#### [Set exercise]
Print verbatim the lines of the entries from the one containing "Would you be able to mark the concrete wall" to the last, inclusive, and no others.

#### [Provided data]
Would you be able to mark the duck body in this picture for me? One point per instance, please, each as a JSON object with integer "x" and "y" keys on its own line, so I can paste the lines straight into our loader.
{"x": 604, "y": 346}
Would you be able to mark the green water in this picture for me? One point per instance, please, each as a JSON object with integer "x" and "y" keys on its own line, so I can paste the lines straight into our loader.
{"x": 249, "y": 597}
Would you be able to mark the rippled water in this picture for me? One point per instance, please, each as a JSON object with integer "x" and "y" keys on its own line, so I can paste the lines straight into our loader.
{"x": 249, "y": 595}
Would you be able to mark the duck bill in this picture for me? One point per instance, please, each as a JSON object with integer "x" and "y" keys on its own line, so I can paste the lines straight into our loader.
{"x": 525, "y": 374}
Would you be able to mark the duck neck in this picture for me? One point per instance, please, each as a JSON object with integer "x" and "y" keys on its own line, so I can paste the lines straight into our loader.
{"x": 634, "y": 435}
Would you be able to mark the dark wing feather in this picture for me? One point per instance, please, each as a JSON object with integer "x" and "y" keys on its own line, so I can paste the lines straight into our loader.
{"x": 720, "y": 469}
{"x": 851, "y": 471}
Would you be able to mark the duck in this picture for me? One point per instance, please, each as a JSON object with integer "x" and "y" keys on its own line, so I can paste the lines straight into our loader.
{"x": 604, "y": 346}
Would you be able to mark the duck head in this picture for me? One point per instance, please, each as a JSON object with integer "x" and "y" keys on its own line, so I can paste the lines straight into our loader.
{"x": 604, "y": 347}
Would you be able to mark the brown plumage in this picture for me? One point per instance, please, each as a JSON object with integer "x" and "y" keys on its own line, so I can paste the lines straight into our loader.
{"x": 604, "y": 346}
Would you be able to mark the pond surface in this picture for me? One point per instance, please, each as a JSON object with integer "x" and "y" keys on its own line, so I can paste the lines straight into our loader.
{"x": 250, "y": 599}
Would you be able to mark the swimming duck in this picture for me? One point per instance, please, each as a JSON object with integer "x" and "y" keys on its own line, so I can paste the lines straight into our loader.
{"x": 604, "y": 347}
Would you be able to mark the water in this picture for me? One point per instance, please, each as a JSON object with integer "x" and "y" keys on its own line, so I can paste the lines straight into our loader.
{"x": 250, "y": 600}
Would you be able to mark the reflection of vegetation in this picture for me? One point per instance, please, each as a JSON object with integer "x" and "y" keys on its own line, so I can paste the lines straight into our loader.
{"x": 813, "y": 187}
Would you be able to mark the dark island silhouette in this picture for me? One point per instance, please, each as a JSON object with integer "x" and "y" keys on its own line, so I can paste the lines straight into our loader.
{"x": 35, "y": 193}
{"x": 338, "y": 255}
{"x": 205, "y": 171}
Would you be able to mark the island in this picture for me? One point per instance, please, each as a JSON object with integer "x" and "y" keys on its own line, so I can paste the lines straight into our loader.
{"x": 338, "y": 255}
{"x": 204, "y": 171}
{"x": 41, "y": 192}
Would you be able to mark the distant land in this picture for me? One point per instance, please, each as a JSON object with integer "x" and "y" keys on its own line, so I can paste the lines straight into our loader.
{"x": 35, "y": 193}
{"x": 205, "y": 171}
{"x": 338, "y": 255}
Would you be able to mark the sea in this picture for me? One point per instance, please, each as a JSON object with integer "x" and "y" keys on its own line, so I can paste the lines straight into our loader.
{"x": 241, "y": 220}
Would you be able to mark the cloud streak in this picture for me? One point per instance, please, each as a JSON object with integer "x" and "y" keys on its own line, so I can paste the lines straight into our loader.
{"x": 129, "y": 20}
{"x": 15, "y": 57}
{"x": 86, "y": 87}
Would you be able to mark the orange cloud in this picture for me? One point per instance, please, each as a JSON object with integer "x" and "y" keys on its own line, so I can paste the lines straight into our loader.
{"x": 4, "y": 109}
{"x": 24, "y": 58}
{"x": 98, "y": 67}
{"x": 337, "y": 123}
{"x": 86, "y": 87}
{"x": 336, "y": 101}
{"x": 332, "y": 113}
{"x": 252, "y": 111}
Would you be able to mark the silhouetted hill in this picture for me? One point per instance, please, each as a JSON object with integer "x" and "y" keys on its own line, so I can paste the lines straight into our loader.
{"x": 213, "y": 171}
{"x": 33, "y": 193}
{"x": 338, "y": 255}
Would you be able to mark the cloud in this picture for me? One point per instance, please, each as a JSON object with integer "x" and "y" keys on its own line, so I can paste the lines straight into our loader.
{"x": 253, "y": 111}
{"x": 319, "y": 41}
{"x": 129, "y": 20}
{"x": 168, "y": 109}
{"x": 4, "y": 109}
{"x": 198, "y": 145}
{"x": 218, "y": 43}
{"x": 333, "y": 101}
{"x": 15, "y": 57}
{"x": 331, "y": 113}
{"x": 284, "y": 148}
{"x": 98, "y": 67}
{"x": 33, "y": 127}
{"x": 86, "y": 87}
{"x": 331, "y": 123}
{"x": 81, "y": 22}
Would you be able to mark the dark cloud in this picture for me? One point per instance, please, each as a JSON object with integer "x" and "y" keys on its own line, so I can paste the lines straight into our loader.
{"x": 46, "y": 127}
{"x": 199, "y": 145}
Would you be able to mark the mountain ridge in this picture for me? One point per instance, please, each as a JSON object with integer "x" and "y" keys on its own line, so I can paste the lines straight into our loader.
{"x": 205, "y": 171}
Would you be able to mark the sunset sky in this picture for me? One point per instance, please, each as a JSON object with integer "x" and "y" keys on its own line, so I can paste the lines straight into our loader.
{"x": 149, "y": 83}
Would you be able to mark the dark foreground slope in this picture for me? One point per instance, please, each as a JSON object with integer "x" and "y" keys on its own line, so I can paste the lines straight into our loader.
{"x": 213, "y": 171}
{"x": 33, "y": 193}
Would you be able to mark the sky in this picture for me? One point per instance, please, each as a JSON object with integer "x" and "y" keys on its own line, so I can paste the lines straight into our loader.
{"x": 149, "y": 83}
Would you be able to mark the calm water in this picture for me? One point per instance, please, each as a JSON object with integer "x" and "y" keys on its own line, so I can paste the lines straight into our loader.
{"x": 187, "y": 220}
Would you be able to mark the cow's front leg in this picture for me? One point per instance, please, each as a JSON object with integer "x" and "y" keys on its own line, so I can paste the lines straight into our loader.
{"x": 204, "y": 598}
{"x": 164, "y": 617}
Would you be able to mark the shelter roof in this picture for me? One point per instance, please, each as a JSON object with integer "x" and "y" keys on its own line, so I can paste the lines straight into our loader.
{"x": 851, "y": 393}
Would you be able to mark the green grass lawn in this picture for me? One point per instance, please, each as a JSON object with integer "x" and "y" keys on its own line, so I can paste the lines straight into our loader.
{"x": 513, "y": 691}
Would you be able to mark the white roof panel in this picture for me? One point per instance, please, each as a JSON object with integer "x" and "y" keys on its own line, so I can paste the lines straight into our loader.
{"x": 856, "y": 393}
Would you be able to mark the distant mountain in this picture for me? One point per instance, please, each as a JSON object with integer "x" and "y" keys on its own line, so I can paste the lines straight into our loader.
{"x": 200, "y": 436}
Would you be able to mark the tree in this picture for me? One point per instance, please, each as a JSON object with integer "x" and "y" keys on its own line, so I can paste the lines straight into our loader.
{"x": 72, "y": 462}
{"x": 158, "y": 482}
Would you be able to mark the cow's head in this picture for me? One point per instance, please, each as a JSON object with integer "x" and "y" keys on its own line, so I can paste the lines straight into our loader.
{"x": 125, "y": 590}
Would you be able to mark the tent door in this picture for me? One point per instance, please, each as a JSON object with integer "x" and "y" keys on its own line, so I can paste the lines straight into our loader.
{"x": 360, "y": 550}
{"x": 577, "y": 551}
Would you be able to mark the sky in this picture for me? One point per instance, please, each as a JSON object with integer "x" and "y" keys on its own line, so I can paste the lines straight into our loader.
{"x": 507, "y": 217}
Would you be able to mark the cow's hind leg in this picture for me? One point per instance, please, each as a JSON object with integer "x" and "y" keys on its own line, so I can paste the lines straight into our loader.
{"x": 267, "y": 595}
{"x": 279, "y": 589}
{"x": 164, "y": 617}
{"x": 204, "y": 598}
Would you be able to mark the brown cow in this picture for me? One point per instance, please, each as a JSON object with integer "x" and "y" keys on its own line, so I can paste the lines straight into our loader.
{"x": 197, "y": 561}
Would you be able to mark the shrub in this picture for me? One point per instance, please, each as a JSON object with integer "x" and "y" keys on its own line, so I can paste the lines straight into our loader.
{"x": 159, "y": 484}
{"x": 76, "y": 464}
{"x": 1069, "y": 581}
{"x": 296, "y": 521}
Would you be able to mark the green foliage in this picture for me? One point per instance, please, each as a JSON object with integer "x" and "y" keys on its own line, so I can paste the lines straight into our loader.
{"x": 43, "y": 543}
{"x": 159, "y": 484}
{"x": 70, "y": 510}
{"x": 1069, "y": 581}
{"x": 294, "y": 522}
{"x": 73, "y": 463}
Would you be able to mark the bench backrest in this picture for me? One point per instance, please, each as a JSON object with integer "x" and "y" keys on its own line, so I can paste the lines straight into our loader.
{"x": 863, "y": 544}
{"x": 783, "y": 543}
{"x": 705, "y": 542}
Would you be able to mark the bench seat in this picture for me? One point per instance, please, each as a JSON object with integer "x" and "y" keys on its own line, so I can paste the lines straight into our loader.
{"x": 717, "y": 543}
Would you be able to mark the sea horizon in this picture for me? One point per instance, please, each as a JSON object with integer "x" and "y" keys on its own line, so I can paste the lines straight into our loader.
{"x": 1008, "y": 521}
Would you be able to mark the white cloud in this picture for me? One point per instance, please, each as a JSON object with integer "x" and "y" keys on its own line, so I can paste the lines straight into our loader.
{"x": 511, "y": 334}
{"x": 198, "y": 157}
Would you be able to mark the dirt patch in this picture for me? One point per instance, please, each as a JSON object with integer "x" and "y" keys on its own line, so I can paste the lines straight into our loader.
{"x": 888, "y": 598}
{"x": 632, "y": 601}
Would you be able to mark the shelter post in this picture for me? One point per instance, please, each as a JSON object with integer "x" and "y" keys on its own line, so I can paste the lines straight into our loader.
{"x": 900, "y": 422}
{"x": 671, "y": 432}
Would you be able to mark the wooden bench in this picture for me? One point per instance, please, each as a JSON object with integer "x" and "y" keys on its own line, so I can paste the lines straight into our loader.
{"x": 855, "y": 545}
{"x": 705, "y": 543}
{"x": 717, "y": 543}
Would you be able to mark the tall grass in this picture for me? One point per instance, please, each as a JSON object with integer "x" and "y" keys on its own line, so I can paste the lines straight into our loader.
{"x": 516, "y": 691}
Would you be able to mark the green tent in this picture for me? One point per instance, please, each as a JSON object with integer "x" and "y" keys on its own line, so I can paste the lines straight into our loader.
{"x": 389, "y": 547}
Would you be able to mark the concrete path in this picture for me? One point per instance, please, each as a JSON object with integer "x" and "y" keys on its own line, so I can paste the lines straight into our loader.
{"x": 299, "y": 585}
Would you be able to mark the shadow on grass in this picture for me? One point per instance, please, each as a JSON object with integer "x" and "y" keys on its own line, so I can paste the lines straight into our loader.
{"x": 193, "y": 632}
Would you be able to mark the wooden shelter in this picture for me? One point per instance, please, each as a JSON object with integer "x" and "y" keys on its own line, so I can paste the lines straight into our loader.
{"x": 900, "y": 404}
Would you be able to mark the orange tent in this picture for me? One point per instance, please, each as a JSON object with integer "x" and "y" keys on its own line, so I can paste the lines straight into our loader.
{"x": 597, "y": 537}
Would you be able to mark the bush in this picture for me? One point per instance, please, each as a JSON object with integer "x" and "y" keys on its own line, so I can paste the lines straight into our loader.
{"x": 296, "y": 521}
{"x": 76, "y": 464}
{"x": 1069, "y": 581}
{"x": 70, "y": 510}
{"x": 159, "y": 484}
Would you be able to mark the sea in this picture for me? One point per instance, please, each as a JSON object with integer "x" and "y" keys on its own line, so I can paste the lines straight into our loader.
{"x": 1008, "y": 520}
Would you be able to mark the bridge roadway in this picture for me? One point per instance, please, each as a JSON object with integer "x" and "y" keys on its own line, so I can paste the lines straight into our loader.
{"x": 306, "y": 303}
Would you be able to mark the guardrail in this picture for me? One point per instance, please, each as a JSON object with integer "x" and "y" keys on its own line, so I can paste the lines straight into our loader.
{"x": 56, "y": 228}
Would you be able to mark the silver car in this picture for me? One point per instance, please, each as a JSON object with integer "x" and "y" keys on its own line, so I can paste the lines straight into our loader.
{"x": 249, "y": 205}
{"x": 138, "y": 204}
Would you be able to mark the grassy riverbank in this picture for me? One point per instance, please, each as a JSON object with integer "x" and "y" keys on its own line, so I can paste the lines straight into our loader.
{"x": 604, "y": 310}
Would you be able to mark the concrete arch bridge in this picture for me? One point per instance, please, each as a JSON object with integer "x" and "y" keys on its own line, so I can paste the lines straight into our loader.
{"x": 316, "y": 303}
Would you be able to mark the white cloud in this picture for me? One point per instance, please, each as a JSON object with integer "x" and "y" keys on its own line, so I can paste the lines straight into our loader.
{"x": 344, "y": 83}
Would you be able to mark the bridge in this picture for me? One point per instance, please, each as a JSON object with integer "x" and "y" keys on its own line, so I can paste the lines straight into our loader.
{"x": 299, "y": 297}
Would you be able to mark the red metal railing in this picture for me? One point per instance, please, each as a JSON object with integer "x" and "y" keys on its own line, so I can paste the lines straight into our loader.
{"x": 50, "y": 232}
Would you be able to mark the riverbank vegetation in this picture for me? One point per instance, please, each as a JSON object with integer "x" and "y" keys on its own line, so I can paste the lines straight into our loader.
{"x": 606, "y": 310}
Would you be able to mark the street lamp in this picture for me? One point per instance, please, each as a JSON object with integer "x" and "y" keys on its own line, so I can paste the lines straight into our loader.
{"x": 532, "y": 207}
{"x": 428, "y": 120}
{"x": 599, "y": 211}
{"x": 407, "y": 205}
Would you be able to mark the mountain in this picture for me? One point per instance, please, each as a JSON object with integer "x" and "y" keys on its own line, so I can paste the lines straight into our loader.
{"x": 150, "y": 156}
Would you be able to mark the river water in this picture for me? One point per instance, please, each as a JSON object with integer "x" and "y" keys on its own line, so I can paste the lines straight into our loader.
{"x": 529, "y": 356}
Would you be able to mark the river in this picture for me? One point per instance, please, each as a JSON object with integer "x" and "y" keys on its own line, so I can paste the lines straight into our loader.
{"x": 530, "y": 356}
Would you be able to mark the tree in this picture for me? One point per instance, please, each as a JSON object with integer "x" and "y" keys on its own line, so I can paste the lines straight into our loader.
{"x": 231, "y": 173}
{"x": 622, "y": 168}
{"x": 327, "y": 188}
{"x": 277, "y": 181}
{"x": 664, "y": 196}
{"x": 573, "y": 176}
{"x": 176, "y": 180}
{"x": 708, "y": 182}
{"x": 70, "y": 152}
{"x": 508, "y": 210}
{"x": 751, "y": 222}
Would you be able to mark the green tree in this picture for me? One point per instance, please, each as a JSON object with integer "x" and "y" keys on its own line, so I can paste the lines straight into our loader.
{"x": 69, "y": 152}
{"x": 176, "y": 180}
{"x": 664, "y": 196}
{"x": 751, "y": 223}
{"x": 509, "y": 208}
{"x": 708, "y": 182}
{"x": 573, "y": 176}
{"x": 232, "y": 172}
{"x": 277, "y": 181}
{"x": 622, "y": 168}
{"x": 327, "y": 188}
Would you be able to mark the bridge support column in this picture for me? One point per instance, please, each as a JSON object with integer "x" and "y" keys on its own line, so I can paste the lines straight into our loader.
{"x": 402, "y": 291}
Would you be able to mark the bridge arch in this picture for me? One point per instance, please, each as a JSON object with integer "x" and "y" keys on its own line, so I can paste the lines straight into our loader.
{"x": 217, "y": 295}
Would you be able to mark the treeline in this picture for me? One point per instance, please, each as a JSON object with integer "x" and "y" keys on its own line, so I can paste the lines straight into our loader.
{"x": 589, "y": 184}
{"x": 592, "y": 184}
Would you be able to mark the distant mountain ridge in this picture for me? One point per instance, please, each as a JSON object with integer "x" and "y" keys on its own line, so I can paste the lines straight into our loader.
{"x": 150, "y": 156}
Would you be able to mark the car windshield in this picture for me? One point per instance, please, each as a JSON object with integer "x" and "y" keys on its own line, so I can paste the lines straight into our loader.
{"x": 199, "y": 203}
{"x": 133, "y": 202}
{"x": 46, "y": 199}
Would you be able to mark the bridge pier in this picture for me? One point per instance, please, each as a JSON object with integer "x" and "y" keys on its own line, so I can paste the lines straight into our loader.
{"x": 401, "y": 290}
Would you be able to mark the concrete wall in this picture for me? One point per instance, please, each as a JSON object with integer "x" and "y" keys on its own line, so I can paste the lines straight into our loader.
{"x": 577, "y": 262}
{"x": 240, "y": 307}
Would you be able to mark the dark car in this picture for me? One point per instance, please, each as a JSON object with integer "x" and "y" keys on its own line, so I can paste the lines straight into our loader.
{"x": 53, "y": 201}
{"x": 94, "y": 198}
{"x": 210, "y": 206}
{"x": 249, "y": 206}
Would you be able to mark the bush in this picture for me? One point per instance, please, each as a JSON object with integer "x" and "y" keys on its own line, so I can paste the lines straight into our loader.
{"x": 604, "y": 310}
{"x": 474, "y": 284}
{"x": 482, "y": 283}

#### [Solution to this problem]
Would you be able to mark the concrete wall in this picture for me? One point per instance, please, each as a JSON object with integer "x" and "y" keys on its own line, so I can paste the lines straight into our loader.
{"x": 577, "y": 262}
{"x": 240, "y": 307}
Would you be able to mark the dark car in this picture for me? One point per instance, please, each as a JSON object with integer "x" and "y" keys on its own line, so I can paste the lines straight into our loader.
{"x": 53, "y": 201}
{"x": 94, "y": 198}
{"x": 210, "y": 206}
{"x": 249, "y": 206}
Would you be able to mark the bush in this picture for me? One point per instance, please, each as a JSON object with integer "x" and "y" keys on its own line, so I can paste the lines straight into our loader.
{"x": 604, "y": 310}
{"x": 474, "y": 284}
{"x": 482, "y": 283}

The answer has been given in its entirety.